**Source extract**
== == ==

As a test case on whether the general class view of Candide makes it speak home to us, I found I was irritated by the Lincoln Center 2004 production, thought it mostly a travesty of Voltaire. It’s accurately reviewed by Peter G Davis, with whom I disagree only in that I found the usually appealing Patti Lupone as tasteless as everyone else. The witless sexual gags where the women were supposed to enjoy being raped were the worst. I am very troubled by how sexist this (and other) productions are. To me Voltaire’s females do not enjoy being sex slaves at all. I think Anthony Tommasini) has it right when he says this farrago doesn’t know what to do with Voltaire’s work — they were Hollywood bumpkins, clowns:


Paul Groves, Kristin Chenoweth, Patti Lupone as Candide, Cunegonde and the old lady ….

The best song was the penultimate sharp gaiety of the ensemble “What’s the use.” Still, Voltaire did not mean us to shrug and be gay over life’s meaninglessness. But people in the class said they had seen and they appeared to have been entertained by this production. I was lent my copy by one of the people in the class who wanted me to show it to the class and I will show one clip, “What’s the us?.”

The second DVD I have I bought myself, and I sat through far more patiently. It is the Barbican 1989 production.  Jerry Hadley as Candide sang the lyrical melancholy of Candide (in Bernstein’s “It must be so”) beautifully. Far more of Voltaire’s story survived in the enclosed whole script (!), and the absurdity of the enjoyment of torture and death at Lisbon (“auto-da-fe … What a day!”) seemed to approach a little Voltaire. Yet I remained uninvolved and felt the actors (Adolphe Green reading away so very hard)

== == ==

**Data supplied**
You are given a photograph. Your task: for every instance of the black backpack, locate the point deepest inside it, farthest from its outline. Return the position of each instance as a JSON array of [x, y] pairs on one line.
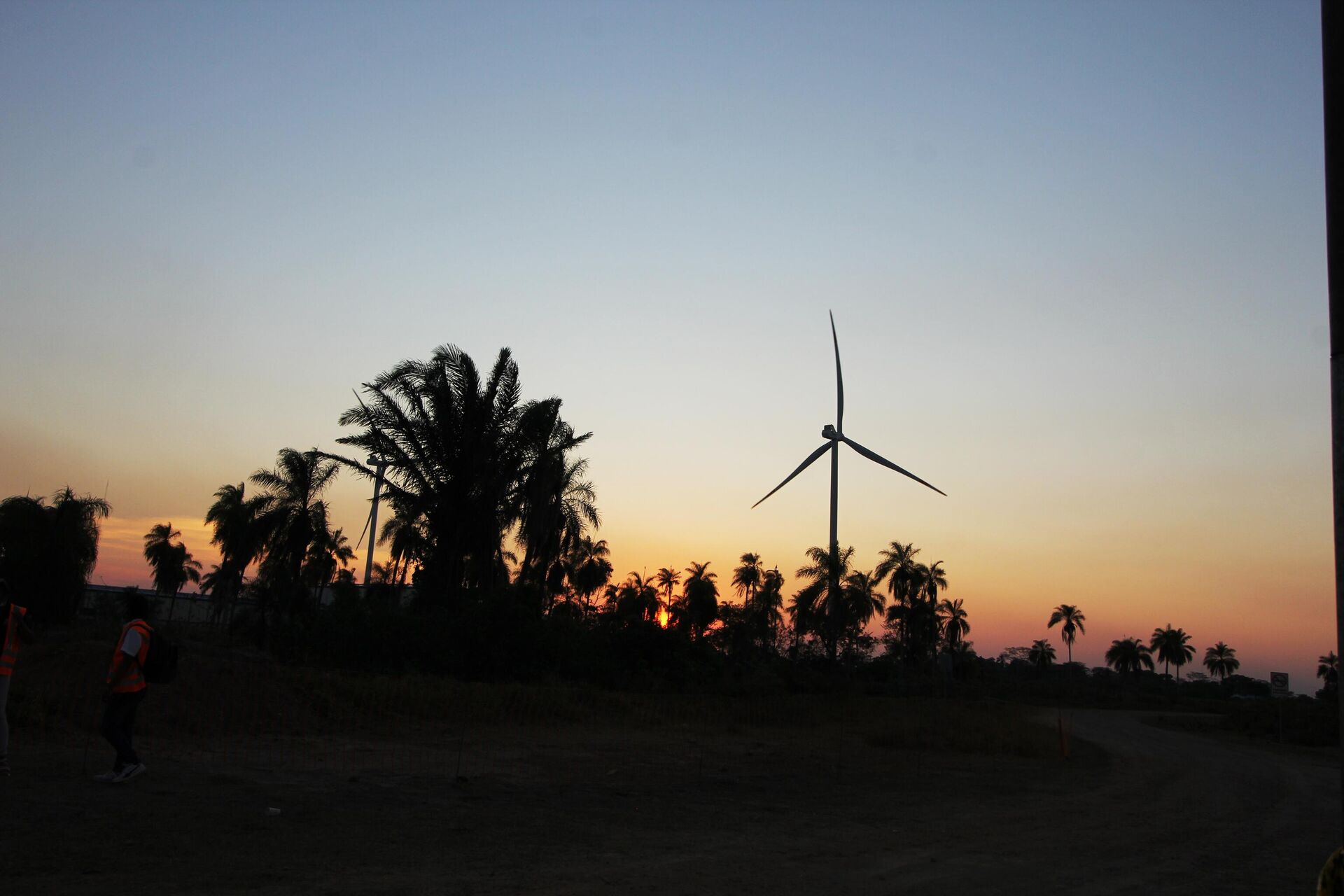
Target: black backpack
[[160, 660]]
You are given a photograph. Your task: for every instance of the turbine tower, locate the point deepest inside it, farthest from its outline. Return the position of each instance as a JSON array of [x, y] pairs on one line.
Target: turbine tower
[[835, 435]]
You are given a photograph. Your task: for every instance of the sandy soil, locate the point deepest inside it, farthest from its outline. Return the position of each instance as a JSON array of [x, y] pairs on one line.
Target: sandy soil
[[584, 811]]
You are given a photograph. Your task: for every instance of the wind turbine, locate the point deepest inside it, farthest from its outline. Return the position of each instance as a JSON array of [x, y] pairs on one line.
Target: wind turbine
[[379, 465], [834, 435]]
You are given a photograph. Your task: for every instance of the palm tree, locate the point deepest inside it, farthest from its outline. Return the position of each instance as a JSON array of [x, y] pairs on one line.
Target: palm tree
[[635, 599], [1221, 660], [862, 602], [589, 568], [1172, 648], [48, 551], [470, 456], [1328, 669], [293, 519], [765, 613], [746, 578], [667, 578], [816, 609], [407, 539], [1128, 656], [921, 612], [239, 536], [955, 626], [558, 505], [1073, 620], [328, 552], [699, 606], [171, 564], [899, 568]]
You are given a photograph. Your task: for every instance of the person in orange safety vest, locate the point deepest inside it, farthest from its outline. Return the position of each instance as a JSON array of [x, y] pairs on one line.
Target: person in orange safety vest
[[127, 690], [15, 631]]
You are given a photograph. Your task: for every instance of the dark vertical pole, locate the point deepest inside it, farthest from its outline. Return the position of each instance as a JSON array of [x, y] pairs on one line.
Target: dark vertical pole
[[835, 542], [1331, 74]]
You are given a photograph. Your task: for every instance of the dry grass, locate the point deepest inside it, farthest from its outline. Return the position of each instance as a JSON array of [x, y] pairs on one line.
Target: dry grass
[[226, 694]]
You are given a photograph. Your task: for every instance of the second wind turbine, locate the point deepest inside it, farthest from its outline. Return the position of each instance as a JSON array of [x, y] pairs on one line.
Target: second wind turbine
[[835, 435]]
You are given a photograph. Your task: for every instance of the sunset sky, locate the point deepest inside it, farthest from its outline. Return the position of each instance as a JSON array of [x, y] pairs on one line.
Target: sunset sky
[[1074, 251]]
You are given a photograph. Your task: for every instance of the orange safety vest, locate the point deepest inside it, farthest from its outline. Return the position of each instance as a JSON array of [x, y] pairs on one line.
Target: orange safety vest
[[11, 640], [134, 680]]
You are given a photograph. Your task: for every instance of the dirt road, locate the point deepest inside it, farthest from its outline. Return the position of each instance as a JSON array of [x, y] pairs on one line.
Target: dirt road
[[582, 811]]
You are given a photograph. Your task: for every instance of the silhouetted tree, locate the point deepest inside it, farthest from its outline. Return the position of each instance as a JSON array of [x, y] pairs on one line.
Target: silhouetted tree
[[955, 625], [816, 610], [746, 577], [666, 580], [241, 536], [48, 551], [699, 605], [470, 457], [1172, 648], [1042, 653], [1328, 671], [1221, 660], [634, 601], [1129, 656], [171, 564], [765, 612], [295, 516], [1073, 620], [327, 552], [902, 575], [589, 568]]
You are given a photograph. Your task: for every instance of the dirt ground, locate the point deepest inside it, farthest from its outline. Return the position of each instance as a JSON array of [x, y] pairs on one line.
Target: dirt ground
[[605, 811]]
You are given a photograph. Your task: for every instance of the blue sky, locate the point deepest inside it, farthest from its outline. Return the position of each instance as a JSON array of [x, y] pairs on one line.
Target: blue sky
[[1075, 254]]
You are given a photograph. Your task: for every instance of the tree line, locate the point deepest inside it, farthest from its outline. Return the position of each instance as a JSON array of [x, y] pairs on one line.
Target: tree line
[[492, 523]]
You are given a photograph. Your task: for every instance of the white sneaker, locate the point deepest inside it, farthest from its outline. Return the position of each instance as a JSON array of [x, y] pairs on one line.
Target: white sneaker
[[128, 773]]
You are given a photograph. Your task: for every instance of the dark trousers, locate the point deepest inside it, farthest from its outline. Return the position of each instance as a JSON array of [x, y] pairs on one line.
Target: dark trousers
[[118, 720]]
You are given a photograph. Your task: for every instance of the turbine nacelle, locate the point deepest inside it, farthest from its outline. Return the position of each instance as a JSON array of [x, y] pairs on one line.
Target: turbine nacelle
[[832, 434]]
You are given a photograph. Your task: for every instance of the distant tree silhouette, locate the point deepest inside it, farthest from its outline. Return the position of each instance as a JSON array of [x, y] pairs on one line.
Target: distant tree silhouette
[[558, 507], [171, 564], [765, 613], [1042, 653], [1073, 620], [816, 609], [863, 601], [241, 536], [590, 568], [470, 456], [917, 615], [48, 551], [699, 605], [1328, 669], [295, 516], [1172, 648], [1129, 656], [634, 601], [955, 625], [327, 552], [748, 577], [901, 573], [666, 580], [1221, 660]]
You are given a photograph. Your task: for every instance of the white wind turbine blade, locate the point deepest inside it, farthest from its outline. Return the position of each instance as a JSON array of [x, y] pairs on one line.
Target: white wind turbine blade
[[839, 378], [802, 468], [368, 520], [878, 458]]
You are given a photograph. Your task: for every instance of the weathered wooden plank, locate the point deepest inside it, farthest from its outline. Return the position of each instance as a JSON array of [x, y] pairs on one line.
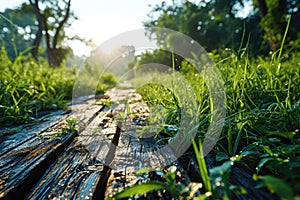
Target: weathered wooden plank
[[135, 151], [27, 154]]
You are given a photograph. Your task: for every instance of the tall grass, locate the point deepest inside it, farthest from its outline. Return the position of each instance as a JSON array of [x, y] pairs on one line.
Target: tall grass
[[28, 87], [262, 125]]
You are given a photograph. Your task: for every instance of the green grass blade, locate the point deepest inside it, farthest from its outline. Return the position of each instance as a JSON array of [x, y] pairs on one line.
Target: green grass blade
[[139, 189]]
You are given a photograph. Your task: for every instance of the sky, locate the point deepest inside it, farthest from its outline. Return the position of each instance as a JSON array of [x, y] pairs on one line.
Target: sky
[[100, 20]]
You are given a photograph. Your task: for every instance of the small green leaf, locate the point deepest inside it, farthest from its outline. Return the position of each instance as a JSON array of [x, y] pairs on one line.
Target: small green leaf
[[277, 186], [221, 156], [139, 189]]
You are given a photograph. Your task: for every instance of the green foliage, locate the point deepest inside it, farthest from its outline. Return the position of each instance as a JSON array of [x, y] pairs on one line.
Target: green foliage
[[28, 87], [262, 125]]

== == ==

**Exercise tasks**
[1] Decide whether each statement agrees with the text on Candide productions. Answer yes or no for each, and quote the deciding words of the text. (a) The writer bought the DVD of the Lincoln Center 2004 production. (b) Jerry Hadley played Candide in the Barbican 1989 production. (c) The writer found Patti Lupone as tasteless as the rest of the 2004 cast.
[2] Reproduce the passage of the text on Candide productions starting at "As a test case" and ending at "old lady ….".

**Expected outputs**
[1]
(a) No: "I was lent my copy by one of the people in the class"
(b) Yes: "Jerry Hadley as Candide sang the lyrical melancholy of Candide"
(c) Yes: "I found the usually appealing Patti Lupone as tasteless as everyone else"

[2]
As a test case on whether the general class view of Candide makes it speak home to us, I found I was irritated by the Lincoln Center 2004 production, thought it mostly a travesty of Voltaire. It’s accurately reviewed by Peter G Davis, with whom I disagree only in that I found the usually appealing Patti Lupone as tasteless as everyone else. The witless sexual gags where the women were supposed to enjoy being raped were the worst. I am very troubled by how sexist this (and other) productions are. To me Voltaire’s females do not enjoy being sex slaves at all. I think Anthony Tommasini) has it right when he says this farrago doesn’t know what to do with Voltaire’s work — they were Hollywood bumpkins, clowns:


Paul Groves, Kristin Chenoweth, Patti Lupone as Candide, Cunegonde and the old lady ….